Rows:
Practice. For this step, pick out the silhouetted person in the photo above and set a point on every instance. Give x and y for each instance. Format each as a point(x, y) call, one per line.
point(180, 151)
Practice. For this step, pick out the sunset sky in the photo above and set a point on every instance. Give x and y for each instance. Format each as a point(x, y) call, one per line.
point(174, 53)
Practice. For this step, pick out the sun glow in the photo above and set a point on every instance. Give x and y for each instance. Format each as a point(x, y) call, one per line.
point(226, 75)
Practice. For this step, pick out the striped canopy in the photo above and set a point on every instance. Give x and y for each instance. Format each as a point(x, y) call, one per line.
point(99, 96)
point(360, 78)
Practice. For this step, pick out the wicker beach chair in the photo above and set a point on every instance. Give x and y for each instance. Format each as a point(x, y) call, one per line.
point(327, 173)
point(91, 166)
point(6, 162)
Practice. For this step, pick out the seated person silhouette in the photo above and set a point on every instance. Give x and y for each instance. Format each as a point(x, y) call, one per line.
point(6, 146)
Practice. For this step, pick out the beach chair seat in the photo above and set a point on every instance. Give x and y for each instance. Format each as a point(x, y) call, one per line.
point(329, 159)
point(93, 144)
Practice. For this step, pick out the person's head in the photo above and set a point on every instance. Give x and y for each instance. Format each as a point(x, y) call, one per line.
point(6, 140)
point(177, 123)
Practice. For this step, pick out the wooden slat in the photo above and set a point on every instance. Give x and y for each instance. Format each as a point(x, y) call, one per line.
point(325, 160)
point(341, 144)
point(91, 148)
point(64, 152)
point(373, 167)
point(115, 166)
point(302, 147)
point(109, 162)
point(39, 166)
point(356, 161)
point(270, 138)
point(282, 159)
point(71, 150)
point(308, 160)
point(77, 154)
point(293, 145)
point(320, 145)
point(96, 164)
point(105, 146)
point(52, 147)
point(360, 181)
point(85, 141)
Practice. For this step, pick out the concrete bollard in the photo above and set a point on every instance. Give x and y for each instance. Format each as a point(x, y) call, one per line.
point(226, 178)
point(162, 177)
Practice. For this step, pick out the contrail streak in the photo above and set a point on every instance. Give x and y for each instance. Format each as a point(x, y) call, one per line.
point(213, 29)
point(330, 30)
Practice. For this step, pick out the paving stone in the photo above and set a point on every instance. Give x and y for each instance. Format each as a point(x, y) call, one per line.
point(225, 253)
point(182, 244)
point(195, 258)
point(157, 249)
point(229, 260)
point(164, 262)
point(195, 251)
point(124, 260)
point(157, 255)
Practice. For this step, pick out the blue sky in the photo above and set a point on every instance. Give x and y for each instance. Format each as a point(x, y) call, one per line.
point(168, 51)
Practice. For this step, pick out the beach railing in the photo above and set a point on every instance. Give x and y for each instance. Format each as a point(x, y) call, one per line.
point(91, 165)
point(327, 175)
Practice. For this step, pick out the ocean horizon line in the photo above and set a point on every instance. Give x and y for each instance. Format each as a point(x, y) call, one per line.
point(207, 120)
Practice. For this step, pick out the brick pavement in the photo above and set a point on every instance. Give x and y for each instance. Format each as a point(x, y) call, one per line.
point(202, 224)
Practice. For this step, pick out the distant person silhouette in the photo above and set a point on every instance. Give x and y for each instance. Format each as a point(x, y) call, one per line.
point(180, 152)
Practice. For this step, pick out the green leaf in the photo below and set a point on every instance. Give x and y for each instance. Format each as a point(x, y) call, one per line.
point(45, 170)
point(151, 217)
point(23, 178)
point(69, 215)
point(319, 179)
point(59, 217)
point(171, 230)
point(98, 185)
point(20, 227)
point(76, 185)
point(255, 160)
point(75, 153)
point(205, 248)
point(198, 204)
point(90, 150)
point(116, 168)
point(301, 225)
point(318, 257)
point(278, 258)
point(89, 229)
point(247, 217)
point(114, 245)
...
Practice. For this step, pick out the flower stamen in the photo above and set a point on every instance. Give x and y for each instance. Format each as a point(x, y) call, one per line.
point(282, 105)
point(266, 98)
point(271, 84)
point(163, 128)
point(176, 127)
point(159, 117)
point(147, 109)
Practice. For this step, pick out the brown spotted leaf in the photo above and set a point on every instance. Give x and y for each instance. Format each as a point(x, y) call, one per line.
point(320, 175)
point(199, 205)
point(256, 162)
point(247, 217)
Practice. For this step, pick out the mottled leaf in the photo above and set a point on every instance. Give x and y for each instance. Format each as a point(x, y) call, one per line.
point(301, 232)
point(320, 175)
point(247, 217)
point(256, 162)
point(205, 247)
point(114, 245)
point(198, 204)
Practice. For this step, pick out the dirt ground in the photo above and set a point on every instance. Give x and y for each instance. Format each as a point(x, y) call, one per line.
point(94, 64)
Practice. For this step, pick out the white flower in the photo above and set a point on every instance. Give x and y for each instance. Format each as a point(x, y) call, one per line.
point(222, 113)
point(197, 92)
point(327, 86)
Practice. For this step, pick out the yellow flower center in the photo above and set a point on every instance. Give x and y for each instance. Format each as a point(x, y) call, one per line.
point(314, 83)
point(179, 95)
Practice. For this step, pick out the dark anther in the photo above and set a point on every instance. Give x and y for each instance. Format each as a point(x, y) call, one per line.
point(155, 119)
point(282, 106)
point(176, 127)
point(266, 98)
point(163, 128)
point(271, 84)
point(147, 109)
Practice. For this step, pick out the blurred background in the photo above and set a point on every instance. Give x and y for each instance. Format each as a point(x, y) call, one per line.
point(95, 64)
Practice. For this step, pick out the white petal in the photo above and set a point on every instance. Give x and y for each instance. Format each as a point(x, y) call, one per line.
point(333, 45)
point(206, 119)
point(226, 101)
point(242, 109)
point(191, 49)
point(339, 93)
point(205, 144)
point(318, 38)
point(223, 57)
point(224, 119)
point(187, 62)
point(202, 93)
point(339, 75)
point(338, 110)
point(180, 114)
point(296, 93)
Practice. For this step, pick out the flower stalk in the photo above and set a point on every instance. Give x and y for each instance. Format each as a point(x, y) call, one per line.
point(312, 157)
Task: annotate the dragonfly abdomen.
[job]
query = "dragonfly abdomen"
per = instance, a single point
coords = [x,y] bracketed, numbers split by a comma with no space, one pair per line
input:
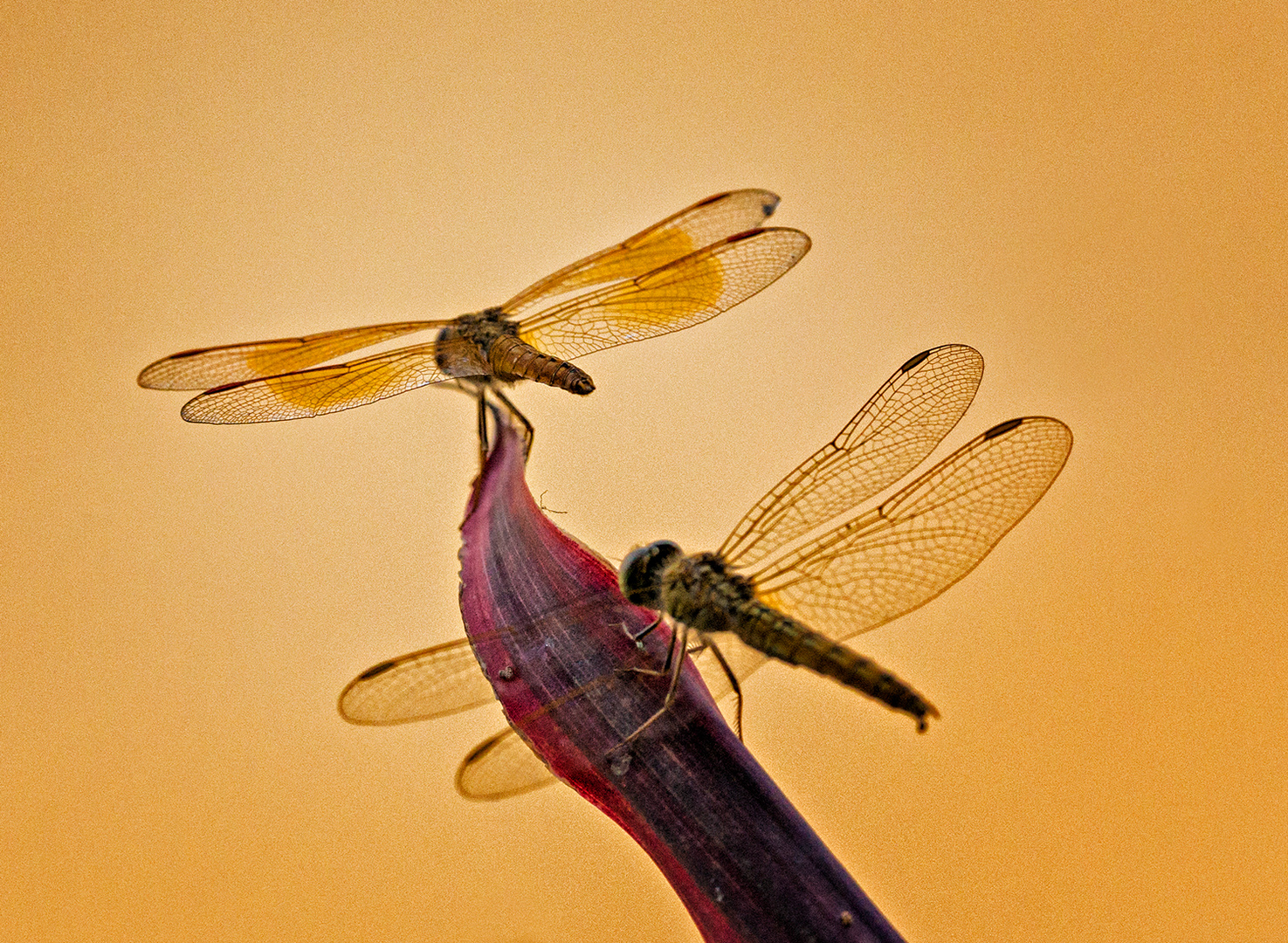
--
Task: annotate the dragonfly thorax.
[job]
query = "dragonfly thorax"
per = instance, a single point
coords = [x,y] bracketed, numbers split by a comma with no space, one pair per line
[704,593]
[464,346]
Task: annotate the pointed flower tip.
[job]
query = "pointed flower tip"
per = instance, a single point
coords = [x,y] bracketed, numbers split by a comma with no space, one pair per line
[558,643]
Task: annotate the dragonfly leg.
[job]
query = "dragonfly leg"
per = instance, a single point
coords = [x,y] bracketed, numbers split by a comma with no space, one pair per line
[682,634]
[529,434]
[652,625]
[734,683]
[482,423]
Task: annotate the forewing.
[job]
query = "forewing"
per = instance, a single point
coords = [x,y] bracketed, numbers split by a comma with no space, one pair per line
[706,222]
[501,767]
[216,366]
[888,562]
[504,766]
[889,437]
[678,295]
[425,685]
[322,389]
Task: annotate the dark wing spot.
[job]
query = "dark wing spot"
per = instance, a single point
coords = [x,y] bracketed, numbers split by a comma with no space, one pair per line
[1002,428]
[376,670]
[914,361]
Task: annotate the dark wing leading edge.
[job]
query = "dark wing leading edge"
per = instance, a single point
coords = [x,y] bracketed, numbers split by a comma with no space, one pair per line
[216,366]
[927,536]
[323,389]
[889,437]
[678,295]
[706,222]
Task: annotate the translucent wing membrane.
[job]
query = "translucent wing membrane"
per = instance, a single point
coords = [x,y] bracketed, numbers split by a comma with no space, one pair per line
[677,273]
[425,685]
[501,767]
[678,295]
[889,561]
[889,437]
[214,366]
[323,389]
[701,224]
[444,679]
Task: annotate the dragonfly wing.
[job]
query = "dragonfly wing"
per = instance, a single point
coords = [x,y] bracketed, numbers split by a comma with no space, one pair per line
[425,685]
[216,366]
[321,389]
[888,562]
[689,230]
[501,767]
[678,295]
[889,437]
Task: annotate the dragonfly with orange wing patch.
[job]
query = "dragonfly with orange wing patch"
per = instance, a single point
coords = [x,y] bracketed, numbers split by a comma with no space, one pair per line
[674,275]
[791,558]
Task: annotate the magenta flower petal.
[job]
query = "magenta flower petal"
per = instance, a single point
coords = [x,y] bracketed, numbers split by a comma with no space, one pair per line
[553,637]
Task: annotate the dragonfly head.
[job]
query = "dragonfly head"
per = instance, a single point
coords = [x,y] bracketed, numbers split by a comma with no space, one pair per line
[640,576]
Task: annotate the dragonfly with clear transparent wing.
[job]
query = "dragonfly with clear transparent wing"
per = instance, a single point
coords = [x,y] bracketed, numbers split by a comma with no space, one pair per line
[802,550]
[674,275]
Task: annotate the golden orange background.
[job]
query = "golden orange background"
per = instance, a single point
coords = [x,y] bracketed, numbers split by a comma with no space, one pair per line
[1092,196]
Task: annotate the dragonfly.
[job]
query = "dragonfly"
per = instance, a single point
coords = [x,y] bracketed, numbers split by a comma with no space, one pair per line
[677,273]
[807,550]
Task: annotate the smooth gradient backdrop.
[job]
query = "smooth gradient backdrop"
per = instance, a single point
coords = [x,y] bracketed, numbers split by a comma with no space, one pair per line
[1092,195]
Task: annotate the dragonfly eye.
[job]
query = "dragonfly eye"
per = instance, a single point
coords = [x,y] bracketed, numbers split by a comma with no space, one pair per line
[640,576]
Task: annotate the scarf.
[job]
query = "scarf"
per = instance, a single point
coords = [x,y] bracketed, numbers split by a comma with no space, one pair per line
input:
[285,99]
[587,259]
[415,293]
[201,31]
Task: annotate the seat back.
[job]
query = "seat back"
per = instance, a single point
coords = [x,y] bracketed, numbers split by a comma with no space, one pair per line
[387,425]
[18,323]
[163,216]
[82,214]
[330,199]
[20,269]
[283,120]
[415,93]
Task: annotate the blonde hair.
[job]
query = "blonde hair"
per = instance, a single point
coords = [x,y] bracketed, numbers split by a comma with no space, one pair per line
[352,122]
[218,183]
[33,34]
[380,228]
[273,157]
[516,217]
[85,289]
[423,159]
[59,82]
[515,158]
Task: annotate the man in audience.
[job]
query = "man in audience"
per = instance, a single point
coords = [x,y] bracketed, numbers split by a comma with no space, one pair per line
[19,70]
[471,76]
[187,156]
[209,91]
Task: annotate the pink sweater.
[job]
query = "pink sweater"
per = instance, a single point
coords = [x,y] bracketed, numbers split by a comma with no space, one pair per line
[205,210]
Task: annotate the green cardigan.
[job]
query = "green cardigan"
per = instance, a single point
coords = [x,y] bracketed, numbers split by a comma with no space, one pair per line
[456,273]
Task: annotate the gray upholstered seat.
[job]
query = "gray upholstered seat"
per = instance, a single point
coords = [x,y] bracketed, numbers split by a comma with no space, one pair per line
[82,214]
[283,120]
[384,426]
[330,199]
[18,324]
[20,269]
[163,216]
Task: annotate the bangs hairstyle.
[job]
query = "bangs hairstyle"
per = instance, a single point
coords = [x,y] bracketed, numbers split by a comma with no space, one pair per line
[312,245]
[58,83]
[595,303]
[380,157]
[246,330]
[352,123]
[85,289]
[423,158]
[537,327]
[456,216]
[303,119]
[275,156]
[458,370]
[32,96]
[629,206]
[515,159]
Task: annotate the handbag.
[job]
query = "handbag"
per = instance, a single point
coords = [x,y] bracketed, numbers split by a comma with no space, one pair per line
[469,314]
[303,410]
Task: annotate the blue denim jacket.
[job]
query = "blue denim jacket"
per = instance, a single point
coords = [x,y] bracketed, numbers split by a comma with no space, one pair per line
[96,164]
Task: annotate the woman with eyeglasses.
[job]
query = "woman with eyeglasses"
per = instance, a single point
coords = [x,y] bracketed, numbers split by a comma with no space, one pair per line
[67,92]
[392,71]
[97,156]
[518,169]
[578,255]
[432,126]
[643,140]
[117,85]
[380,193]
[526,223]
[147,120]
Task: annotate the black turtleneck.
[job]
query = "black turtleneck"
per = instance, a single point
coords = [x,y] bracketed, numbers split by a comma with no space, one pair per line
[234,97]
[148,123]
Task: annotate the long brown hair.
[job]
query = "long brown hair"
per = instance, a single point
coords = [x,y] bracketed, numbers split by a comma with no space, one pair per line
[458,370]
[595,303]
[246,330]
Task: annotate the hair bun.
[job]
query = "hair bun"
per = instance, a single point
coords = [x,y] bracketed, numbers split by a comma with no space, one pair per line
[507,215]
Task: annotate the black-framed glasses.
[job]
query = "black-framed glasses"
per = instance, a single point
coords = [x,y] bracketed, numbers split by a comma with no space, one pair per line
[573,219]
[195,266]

Exercise: Rewrite the records from the line with "Practice. For this step, pick out the wicker" to the line with "point(6, 146)", changing "seated person silhouette" to "sitting figure" and leaving all else unchanged. Return only those lines.

Final result:
Practice. For this step, pick out the wicker beach chair in the photo above and set a point on every instance. Give x and y for each instance. Format each as a point(x, y) call, one per line.
point(327, 173)
point(91, 166)
point(6, 162)
Practice. For this step, pick out the sitting figure in the photo above and set a point on every instance. Give x and y for each instance. Format each as a point(x, y) call, one per line.
point(6, 146)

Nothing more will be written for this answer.